TASK
Your copy should match the entries exactly, except that it holds no pictures.

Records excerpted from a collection
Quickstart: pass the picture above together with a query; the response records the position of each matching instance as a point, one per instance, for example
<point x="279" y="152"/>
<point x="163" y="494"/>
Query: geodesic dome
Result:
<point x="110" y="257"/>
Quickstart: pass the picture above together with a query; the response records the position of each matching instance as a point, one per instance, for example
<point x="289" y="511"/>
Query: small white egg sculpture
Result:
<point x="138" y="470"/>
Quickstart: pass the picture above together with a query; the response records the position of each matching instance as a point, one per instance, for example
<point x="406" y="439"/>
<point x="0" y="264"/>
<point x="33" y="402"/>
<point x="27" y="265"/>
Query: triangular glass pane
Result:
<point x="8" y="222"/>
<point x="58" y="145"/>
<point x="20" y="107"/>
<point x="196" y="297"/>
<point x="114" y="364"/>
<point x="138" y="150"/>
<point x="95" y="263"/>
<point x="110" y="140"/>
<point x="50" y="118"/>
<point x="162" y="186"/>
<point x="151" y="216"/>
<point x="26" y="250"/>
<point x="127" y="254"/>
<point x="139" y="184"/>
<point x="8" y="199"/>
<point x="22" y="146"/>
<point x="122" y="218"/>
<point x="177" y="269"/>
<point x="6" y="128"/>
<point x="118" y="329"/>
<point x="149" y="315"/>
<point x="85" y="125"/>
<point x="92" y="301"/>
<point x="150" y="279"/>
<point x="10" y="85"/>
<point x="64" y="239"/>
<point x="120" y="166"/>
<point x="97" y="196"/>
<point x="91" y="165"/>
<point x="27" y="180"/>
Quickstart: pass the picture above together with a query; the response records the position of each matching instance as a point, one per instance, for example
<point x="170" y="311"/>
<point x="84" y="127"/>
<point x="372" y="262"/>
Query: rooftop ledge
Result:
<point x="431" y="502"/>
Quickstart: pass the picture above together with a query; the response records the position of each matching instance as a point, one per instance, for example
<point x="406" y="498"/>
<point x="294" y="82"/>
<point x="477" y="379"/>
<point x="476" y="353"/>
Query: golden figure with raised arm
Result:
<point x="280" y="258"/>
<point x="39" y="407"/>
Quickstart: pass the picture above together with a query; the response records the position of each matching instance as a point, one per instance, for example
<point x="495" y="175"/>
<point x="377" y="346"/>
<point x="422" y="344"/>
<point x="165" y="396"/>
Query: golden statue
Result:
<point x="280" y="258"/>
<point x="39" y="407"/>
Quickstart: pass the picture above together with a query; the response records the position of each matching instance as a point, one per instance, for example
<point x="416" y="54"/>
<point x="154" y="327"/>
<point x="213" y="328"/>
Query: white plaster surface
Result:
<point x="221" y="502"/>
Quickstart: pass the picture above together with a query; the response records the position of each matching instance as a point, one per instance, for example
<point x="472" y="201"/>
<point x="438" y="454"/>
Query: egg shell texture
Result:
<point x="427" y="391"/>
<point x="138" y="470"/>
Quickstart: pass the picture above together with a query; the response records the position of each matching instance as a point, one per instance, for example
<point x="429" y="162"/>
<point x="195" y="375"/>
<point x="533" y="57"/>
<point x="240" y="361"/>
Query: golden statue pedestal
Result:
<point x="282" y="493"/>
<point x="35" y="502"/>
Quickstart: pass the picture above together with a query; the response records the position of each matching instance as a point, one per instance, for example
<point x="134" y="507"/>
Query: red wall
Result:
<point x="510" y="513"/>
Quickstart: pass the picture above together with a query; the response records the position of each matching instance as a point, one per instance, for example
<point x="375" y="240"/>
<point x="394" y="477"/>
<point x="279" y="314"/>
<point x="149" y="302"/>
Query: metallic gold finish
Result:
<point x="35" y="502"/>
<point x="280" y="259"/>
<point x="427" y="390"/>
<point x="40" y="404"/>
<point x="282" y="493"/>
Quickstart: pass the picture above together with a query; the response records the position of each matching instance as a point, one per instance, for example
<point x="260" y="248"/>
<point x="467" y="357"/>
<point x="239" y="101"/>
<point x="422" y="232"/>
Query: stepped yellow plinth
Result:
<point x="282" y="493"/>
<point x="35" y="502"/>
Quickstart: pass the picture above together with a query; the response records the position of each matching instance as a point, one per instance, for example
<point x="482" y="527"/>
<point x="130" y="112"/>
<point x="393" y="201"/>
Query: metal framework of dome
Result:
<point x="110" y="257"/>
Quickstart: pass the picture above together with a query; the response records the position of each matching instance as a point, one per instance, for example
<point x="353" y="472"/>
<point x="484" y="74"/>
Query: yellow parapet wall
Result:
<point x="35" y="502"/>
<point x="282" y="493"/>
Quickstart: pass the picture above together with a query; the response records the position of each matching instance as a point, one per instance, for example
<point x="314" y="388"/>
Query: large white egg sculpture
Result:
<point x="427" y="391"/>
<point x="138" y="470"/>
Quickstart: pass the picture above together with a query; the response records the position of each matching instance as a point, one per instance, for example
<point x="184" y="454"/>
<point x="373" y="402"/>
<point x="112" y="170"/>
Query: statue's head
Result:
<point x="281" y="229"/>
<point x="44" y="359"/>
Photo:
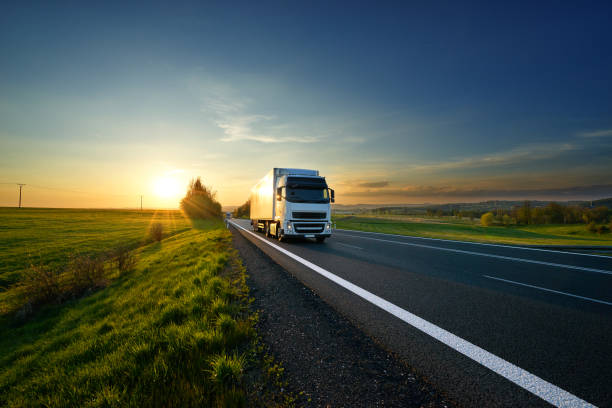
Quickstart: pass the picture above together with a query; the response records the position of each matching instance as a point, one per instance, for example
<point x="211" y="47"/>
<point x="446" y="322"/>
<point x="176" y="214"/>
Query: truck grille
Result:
<point x="307" y="215"/>
<point x="308" y="228"/>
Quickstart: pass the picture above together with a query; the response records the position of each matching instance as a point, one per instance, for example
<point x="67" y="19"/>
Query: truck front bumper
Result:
<point x="307" y="229"/>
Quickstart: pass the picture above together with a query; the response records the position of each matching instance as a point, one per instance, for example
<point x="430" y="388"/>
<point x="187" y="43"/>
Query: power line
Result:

EXERCISE ANSWER
Quickstart: pass the picture above together with a query; the response records the position of each matching instance as a point, one per instance, for example
<point x="279" y="152"/>
<point x="163" y="494"/>
Query: geodesic dome
Result:
<point x="110" y="257"/>
Quickstart: pass the picture above together with a query; the response records the position of each matching instance as a point, one per instance, for example
<point x="289" y="511"/>
Query: small white egg sculpture
Result:
<point x="138" y="470"/>
Quickstart: pass the picture above together with a query; the response records the position of each matching instance as a point, one per instance, for example
<point x="406" y="439"/>
<point x="0" y="264"/>
<point x="33" y="402"/>
<point x="27" y="265"/>
Query: triangular glass pane
Result:
<point x="8" y="222"/>
<point x="58" y="145"/>
<point x="20" y="107"/>
<point x="196" y="297"/>
<point x="114" y="364"/>
<point x="138" y="150"/>
<point x="95" y="263"/>
<point x="110" y="140"/>
<point x="50" y="118"/>
<point x="162" y="186"/>
<point x="151" y="216"/>
<point x="26" y="250"/>
<point x="127" y="254"/>
<point x="139" y="184"/>
<point x="8" y="199"/>
<point x="22" y="146"/>
<point x="122" y="218"/>
<point x="177" y="269"/>
<point x="6" y="128"/>
<point x="118" y="329"/>
<point x="149" y="315"/>
<point x="85" y="125"/>
<point x="92" y="301"/>
<point x="150" y="279"/>
<point x="10" y="85"/>
<point x="64" y="239"/>
<point x="120" y="166"/>
<point x="97" y="196"/>
<point x="91" y="165"/>
<point x="27" y="180"/>
Quickstart: pass the picture above together with a query; the response records the position of each matching instance as a point, one per instance, for example
<point x="170" y="311"/>
<point x="84" y="127"/>
<point x="372" y="262"/>
Query: rooftop ledge
Result:
<point x="431" y="502"/>
Quickstart: pass the picture above together with a query; the response records the position of each matching instance as a point, one per instance, for example
<point x="406" y="498"/>
<point x="294" y="82"/>
<point x="477" y="379"/>
<point x="476" y="353"/>
Query: golden figure with raised arm
Result:
<point x="280" y="258"/>
<point x="39" y="407"/>
Quickstart: pass the picture above together with a query; the response records the position of each matching instance as a point, one per instance, for example
<point x="495" y="175"/>
<point x="377" y="346"/>
<point x="422" y="344"/>
<point x="165" y="396"/>
Query: golden statue
Result:
<point x="280" y="258"/>
<point x="39" y="407"/>
Quickstart: pass the picture above together with a query; the response records the position of each matching instance as a point, one per instance, for example
<point x="416" y="54"/>
<point x="154" y="327"/>
<point x="213" y="328"/>
Query: white plaster surface
Result:
<point x="221" y="502"/>
Quickstart: pass the picture above together with a query; the response records the position of each matching instance as a point, one per instance, for example
<point x="472" y="201"/>
<point x="438" y="454"/>
Query: egg shell texture
Result:
<point x="427" y="391"/>
<point x="138" y="470"/>
Quickstart: pass the picture above together with a query; the response records the position of each matching instance as a point, one per instance, for example
<point x="429" y="162"/>
<point x="195" y="375"/>
<point x="533" y="57"/>
<point x="240" y="361"/>
Query: golden statue pedestal
Result:
<point x="282" y="493"/>
<point x="35" y="502"/>
Quickstart: pass the picture above together with a query; the response records the position of each matching instance as a point, one per instance, for example
<point x="134" y="507"/>
Query: red wall
Result:
<point x="510" y="513"/>
Quickstart: pass the picture above together with a query; the response records the position of each matching instance as a point, one per instance, for example
<point x="375" y="240"/>
<point x="394" y="477"/>
<point x="279" y="314"/>
<point x="149" y="302"/>
Query: metallic gold finish
Result:
<point x="35" y="502"/>
<point x="280" y="259"/>
<point x="427" y="390"/>
<point x="40" y="404"/>
<point x="282" y="493"/>
Quickstart: pass the picture above together with a query; the response records the position of each matching instance as a point, one per instance, for example
<point x="260" y="248"/>
<point x="467" y="357"/>
<point x="239" y="101"/>
<point x="422" y="232"/>
Query: stepped yellow plinth
Result:
<point x="282" y="493"/>
<point x="35" y="502"/>
Quickstart: pass the picture above together with a query; the response records the position of each matching instance as a point, one per instance, for example
<point x="482" y="527"/>
<point x="130" y="112"/>
<point x="393" y="201"/>
Query: metal framework of dome
Result:
<point x="110" y="257"/>
Quickstart: pass the picture above together with a query; the response records the position of each matching instance as a point, one per instance, for example
<point x="353" y="472"/>
<point x="484" y="74"/>
Query: yellow parapet wall
Result:
<point x="35" y="502"/>
<point x="282" y="493"/>
Quickstart: pass the picture above together with a query; the response records the position of each matching instance as a point, one per instance, for example
<point x="314" y="388"/>
Query: large white egg sculpture
Result:
<point x="427" y="391"/>
<point x="138" y="470"/>
Quickstart: pass the picture above together with a query; the response records the position of each matching instance as a point, one per instance, for example
<point x="184" y="454"/>
<point x="373" y="402"/>
<point x="112" y="170"/>
Query: statue's head
Result:
<point x="281" y="229"/>
<point x="44" y="359"/>
Photo:
Quickstart: pass the picture above together with a query; the response records the position of each matching instance as a point, one per instance, for example
<point x="211" y="47"/>
<point x="446" y="322"/>
<point x="176" y="214"/>
Query: truck grille
Result:
<point x="307" y="215"/>
<point x="308" y="228"/>
Quickstart: pass the picture above together with a query; the response records the position of each matching instance as a point, one per instance, for example
<point x="67" y="19"/>
Query: truck front bumper
Result:
<point x="307" y="229"/>
Quickstart: pass the picture above together with a query; the response records the position of each matching instance as a point, one per instance, for example
<point x="430" y="388"/>
<point x="187" y="43"/>
Query: power line
Result:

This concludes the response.